**Article:**
╭──
Hello,
When I first dived into the world of data science, I was very impressed by R features. A lot of work have been done by a very big and active community of statisticans and more generally scientists.
One very interesting feature of R is that many packages for data science come with a lot of datasets.
Maybe you have heard previously of R - Edgar Anderson’s Iris Data R: Edgar Anderson's Iris Data
If not, you have probably ever known of Survival of passengers on the Titanic dataset : R: Survival of passengers on the Titanic
These are “classical” datasets exposed in many data science books, websites about data science and machine learning (such as Kaggle…)
For a complete list of datasets available in datasets package see R: The R Datasets Package
Many other R packages provide such datasets that are great to learn data science, to test machine learning algorithms (classification…)
R provide nice data structure to deal with datasets: dataframe
So what’s the problem ?
Problem is that a lot of people don’t like R! but they like data science, they like machine learning, …
So, in the last years, many alternatives emerged:
-
For Pythonists
- Python Pandas http://pandas.pydata.org/
- xarray http://xarray.pydata.org/ (for more than 2 dimensional data)
╰──
**Stated task:** Print the part of the post on R datasets word for word, starting at the words "For a complete" and ending after the words "learning algorithms (classification…)".

**Dataset content:**
╭──
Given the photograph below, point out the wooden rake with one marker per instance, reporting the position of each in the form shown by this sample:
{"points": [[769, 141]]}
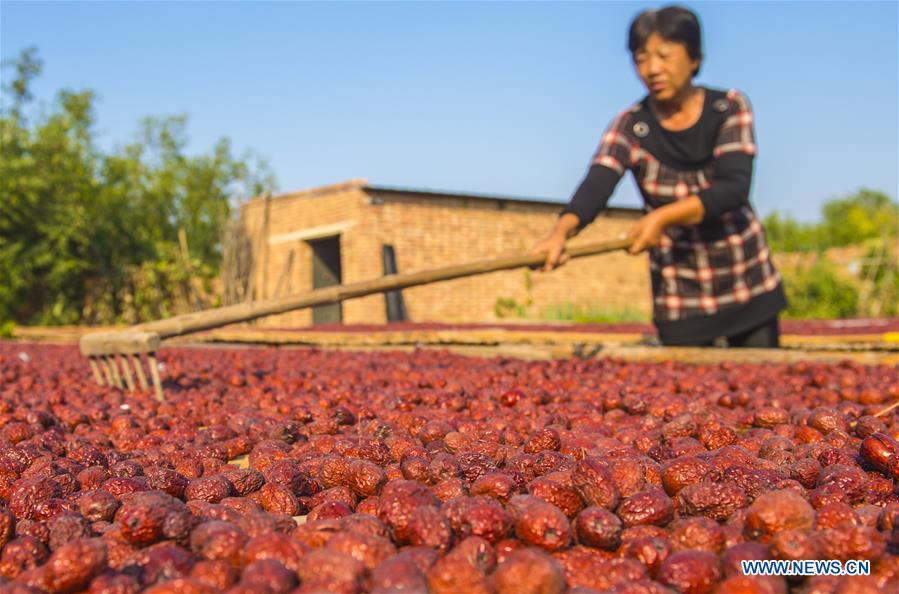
╰──
**Result for this task:**
For a complete list of datasets available in datasets package see R: The R Datasets Package
Many other R packages provide such datasets that are great to learn data science, to test machine learning algorithms (classification…)